[BEGIN MATERIAL FOR THE TASK]

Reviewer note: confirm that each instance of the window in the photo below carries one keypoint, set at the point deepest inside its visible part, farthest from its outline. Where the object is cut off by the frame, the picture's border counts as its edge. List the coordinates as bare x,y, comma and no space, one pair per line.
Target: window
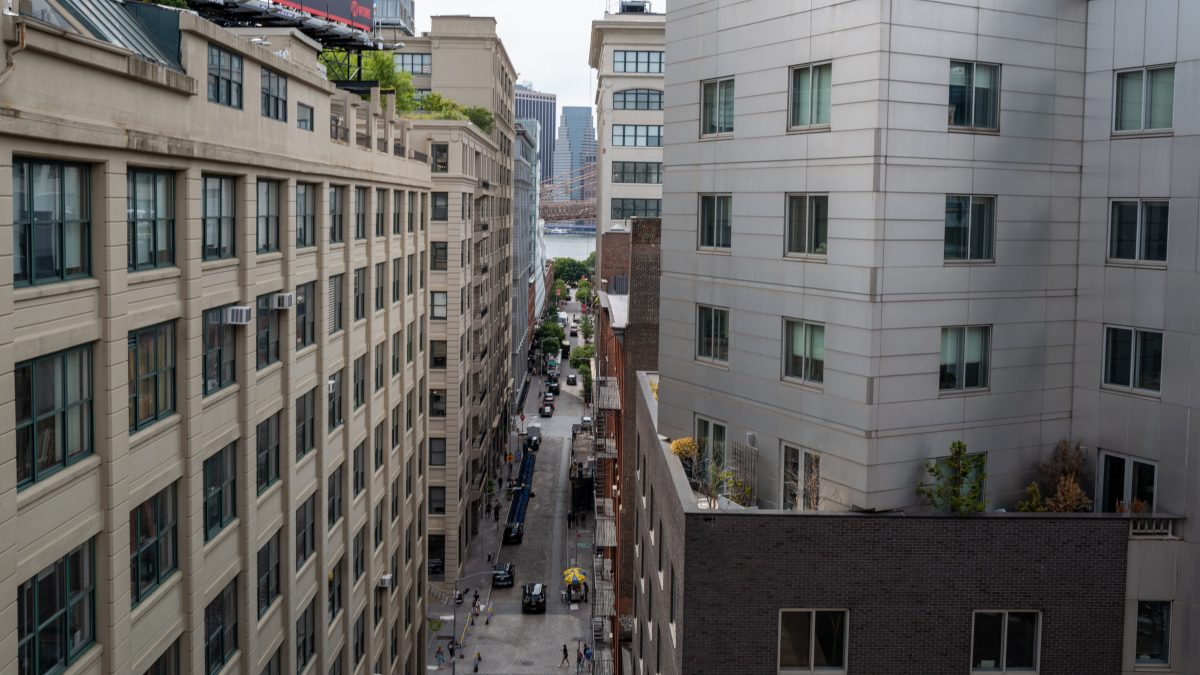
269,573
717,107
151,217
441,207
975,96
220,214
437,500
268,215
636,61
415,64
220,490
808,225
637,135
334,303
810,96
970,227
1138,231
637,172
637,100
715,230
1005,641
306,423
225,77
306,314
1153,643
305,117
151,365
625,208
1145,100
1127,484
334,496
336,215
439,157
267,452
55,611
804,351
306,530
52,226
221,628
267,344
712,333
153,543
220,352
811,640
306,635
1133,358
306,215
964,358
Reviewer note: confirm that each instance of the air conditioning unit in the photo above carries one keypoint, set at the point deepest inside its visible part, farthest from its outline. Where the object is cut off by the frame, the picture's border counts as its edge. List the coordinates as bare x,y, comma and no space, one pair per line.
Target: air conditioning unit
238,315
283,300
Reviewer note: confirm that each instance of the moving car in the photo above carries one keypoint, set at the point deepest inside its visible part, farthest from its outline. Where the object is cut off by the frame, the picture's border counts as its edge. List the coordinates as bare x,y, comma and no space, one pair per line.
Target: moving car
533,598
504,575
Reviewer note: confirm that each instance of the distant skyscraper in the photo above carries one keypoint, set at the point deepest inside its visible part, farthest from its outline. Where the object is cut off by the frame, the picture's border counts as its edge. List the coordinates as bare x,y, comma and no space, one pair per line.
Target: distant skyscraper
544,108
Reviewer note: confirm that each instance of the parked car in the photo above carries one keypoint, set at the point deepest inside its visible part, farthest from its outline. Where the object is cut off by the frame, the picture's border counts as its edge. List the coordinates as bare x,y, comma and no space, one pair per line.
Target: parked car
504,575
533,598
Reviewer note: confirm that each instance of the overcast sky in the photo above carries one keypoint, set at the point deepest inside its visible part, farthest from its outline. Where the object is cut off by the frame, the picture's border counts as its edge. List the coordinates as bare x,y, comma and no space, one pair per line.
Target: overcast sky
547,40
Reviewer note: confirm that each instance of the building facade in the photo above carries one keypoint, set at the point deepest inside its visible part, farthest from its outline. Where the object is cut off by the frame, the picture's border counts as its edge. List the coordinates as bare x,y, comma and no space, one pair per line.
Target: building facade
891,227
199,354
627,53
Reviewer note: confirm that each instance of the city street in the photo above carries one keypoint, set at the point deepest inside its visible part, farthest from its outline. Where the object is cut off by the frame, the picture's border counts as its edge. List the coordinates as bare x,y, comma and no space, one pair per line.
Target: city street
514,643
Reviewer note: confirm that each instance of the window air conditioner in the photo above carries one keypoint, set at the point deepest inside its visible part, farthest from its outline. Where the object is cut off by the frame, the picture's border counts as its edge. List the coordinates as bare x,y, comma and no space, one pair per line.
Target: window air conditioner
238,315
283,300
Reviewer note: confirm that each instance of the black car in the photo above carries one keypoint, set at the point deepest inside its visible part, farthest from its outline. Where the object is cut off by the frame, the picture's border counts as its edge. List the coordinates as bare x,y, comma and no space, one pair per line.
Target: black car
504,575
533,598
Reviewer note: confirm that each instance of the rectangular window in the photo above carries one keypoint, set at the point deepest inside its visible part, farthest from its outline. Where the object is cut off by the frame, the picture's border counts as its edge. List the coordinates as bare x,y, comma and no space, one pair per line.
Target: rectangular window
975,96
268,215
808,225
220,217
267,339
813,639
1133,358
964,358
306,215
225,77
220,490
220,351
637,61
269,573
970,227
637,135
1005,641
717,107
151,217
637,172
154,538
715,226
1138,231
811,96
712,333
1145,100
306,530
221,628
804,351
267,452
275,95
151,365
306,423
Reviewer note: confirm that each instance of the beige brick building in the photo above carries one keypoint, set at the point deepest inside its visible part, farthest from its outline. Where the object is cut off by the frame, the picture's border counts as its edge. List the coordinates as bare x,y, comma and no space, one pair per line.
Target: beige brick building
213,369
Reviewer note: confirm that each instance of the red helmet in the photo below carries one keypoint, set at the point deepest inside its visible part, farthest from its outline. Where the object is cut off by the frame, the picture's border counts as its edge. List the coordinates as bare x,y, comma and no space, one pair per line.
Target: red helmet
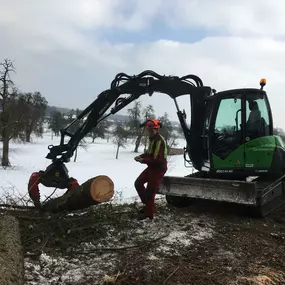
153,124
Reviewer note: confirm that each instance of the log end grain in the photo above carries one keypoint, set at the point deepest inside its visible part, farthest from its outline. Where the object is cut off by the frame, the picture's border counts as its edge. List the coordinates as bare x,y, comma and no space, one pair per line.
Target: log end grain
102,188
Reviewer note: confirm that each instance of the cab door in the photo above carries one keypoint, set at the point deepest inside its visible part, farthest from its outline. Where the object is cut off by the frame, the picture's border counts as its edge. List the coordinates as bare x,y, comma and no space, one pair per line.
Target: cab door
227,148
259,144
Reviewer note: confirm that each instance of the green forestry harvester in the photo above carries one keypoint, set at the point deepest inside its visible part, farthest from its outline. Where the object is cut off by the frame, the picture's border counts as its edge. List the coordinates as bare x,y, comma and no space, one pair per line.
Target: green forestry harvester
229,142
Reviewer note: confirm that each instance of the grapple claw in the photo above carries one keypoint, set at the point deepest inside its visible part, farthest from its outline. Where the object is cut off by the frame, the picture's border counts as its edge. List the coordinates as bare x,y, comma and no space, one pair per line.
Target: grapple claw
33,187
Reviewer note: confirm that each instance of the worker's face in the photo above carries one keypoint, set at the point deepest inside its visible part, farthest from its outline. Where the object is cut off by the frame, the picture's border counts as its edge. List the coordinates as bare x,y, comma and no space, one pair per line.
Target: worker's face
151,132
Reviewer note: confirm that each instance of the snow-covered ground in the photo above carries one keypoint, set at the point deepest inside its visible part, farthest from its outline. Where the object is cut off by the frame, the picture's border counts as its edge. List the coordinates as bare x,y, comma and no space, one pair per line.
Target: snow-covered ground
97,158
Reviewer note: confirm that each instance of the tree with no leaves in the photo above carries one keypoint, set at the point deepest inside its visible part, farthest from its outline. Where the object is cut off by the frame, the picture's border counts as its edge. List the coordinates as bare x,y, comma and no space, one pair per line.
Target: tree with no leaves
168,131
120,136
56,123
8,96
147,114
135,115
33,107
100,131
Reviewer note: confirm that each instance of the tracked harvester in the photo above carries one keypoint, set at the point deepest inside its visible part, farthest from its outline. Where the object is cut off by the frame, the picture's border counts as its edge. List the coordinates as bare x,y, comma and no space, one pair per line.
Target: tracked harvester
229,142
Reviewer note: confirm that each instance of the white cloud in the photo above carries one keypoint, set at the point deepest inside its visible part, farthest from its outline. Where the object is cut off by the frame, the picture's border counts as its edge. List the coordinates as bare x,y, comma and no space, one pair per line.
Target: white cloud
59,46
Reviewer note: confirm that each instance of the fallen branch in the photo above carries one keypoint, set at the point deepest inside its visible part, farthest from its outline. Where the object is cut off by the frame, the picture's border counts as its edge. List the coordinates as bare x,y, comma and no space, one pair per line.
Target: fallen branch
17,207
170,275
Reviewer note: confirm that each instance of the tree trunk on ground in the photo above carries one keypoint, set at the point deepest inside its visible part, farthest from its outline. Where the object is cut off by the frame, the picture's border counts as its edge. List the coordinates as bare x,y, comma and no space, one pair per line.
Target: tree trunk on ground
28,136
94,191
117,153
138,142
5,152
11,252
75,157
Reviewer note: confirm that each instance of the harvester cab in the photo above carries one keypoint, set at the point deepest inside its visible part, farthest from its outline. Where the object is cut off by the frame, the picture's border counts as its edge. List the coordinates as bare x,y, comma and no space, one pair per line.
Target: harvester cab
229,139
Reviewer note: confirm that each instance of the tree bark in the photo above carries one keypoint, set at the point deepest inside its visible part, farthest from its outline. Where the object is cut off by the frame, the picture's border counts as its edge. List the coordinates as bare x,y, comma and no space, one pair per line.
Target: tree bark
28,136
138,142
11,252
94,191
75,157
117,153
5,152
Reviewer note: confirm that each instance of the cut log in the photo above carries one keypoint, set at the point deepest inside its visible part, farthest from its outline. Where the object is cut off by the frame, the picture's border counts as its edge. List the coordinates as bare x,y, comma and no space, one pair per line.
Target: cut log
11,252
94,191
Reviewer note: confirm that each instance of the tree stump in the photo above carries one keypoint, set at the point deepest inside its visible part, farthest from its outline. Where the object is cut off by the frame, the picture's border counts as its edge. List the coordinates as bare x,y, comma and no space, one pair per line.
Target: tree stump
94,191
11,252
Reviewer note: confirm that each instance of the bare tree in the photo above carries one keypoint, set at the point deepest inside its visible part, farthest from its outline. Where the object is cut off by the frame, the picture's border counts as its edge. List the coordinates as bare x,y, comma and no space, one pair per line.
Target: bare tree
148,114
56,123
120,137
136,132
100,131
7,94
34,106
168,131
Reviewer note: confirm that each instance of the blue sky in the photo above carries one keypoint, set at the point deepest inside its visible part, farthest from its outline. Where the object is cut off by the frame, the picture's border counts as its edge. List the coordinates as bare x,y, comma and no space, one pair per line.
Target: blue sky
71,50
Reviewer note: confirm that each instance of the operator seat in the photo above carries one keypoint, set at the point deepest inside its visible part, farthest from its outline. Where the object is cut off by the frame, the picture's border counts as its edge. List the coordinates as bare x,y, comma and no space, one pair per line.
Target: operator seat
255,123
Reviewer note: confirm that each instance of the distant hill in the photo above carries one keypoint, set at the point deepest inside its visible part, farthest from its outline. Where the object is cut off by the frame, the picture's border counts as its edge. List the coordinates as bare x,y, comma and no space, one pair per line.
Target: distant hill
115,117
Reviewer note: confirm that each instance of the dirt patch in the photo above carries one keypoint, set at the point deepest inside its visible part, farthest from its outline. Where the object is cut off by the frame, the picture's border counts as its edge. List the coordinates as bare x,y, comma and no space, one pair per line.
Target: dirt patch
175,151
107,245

[END MATERIAL FOR THE TASK]
[BEGIN MATERIAL FOR THE TASK]

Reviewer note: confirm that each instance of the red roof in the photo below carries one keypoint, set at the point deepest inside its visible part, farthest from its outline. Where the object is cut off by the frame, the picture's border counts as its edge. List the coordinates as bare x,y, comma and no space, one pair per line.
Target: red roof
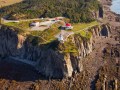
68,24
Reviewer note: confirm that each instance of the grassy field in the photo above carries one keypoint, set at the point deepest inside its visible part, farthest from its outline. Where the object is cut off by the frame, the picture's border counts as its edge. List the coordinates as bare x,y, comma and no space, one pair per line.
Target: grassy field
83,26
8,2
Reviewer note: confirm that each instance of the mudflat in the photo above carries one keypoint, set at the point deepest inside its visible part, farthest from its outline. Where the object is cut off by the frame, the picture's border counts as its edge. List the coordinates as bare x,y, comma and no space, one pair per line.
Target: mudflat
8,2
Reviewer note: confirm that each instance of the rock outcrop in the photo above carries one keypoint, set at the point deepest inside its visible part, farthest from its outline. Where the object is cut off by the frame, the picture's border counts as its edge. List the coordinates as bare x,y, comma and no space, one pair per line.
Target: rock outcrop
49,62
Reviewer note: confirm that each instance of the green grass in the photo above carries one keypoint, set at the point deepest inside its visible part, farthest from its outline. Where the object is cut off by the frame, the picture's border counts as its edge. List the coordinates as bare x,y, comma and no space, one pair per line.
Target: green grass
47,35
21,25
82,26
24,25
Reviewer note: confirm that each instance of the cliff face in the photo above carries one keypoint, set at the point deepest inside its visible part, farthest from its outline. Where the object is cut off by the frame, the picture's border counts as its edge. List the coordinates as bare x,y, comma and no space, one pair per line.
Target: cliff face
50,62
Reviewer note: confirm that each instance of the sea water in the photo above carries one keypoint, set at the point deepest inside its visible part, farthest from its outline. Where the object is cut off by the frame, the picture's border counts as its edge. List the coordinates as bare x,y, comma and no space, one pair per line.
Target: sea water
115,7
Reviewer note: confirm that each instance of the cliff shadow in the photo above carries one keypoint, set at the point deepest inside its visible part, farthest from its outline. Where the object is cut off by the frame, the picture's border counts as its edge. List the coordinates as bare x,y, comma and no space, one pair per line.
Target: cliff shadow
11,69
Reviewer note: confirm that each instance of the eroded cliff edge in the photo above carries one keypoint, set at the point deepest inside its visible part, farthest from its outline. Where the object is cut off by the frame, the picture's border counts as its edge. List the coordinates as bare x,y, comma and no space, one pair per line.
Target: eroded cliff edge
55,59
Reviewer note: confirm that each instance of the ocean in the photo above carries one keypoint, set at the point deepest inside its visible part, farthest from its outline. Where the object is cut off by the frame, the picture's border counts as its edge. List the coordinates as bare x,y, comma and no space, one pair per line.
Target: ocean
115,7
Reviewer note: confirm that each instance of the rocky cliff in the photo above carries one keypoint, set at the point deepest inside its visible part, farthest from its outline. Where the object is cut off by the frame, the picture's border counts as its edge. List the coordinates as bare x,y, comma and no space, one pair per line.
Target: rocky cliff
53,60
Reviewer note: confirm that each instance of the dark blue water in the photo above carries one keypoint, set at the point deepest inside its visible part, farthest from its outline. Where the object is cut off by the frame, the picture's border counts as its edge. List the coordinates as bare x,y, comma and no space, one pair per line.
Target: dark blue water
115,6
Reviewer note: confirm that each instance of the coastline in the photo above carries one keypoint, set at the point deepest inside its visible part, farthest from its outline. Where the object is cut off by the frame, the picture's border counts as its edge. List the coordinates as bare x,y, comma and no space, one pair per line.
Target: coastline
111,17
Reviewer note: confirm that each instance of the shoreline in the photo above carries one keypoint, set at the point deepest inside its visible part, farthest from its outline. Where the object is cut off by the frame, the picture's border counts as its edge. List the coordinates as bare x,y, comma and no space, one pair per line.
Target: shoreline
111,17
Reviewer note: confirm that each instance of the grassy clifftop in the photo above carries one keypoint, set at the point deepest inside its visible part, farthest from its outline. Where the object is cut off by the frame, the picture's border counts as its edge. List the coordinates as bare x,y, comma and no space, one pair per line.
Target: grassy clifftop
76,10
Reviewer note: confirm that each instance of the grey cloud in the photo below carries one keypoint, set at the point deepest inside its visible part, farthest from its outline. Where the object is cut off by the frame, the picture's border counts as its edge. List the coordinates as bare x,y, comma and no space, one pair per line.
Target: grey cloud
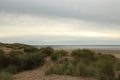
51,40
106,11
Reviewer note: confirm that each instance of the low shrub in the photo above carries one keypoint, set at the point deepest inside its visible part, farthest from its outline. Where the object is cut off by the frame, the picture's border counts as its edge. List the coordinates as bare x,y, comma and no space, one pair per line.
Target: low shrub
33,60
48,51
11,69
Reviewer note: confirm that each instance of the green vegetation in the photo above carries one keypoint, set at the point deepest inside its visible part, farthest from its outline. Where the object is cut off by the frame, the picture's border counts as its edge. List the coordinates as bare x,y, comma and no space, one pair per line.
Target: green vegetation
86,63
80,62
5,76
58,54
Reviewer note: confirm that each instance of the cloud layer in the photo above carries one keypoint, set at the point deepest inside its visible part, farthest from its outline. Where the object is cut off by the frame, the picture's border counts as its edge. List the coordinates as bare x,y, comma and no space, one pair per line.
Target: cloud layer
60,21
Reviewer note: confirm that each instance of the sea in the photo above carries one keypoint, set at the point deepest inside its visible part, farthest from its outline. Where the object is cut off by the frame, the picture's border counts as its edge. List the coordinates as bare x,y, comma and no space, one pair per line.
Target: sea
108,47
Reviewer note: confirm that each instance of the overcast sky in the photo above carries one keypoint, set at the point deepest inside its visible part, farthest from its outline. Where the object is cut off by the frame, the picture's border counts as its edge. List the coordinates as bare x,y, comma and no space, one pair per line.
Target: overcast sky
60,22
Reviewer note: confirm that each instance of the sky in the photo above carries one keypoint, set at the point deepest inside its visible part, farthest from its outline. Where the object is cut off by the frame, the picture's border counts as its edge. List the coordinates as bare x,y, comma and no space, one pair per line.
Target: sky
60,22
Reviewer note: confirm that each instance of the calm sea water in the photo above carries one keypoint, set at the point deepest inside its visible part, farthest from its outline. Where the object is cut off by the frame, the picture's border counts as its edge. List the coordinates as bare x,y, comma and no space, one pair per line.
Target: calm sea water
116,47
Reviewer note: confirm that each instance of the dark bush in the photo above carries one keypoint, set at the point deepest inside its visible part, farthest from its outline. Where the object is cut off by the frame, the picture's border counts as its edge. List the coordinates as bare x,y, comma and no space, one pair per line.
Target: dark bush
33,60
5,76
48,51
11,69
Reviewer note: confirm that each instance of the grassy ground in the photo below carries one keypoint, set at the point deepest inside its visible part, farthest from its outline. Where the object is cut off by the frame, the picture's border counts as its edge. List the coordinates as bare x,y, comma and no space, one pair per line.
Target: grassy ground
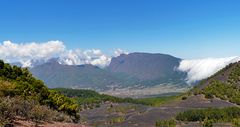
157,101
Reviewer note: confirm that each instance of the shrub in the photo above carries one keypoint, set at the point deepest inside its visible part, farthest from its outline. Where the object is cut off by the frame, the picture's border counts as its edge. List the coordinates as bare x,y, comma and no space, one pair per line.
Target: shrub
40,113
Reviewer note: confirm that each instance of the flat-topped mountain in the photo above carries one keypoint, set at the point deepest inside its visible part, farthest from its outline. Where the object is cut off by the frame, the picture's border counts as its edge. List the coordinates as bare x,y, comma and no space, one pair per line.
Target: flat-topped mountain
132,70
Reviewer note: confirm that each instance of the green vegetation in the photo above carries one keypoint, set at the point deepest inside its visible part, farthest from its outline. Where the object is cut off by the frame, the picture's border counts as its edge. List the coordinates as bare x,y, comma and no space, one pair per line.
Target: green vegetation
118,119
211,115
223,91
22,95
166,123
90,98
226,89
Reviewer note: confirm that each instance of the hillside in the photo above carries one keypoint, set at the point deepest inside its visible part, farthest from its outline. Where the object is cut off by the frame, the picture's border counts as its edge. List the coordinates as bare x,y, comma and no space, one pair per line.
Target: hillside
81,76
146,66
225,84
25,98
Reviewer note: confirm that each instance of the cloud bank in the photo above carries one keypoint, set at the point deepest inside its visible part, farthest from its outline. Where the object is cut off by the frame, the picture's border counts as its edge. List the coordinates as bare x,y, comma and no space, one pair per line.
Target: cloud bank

[END MATERIAL FOR THE TASK]
[BEGIN MATERIAL FOR THE TASK]

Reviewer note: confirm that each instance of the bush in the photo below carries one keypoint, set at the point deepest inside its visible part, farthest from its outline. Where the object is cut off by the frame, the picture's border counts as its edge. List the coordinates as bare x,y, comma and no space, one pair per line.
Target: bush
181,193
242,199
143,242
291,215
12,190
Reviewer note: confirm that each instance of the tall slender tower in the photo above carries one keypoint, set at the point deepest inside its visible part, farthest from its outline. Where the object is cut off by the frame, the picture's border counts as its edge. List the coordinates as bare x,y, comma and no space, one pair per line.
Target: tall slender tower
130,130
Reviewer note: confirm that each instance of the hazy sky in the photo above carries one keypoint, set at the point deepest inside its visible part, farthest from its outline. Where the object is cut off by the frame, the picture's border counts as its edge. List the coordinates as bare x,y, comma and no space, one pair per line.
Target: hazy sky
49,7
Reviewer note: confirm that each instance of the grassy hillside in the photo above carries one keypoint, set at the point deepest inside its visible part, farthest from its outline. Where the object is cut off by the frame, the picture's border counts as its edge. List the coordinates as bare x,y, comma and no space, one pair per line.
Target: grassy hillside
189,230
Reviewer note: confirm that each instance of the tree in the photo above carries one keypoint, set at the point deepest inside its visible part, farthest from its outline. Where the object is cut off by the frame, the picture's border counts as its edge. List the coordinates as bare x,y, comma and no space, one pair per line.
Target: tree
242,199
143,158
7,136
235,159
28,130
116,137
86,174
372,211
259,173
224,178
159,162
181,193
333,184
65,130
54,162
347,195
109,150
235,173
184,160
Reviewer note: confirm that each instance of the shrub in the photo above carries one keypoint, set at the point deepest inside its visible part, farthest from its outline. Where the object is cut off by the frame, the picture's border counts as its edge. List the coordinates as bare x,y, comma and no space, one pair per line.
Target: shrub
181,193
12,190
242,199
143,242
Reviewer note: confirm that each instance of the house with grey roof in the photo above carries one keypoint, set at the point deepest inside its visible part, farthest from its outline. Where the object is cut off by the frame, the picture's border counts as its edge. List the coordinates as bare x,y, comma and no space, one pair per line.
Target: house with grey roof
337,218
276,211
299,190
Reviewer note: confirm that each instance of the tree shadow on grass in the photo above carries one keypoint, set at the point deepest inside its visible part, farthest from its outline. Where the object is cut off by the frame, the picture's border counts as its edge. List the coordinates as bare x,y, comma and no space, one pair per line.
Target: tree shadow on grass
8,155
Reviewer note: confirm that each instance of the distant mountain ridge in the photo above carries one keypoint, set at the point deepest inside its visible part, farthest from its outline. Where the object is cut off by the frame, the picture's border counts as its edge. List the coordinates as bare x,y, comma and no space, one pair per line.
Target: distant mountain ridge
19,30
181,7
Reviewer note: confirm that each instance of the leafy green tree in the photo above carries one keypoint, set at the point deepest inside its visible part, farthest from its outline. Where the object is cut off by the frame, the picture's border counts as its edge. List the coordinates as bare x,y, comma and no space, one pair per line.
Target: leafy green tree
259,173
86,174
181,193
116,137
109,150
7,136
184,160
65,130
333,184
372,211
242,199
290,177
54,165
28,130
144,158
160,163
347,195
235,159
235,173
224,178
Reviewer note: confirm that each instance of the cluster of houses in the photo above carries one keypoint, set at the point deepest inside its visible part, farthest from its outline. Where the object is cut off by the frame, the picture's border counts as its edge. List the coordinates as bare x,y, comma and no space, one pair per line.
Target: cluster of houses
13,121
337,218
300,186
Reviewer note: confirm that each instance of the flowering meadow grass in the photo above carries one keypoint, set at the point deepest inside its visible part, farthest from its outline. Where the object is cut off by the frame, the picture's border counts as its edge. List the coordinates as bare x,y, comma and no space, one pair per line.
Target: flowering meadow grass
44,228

[END MATERIAL FOR THE TASK]

### TASK TO COMPLETE
Find each line of the data above that contains the string "conditioning" and copy every such line in full.

### EXERCISE OUTPUT
Reviewer note: confirm that each instance of the air conditioning unit in the photo above carries one keypoint, set at the point deepest inside its visible part, farthest from its outline. Where the object is cut off by the frame, the picture's border counts as its edge. List the coordinates as bare x,y, comma and no space, one pair per line.
Target: air conditioning unit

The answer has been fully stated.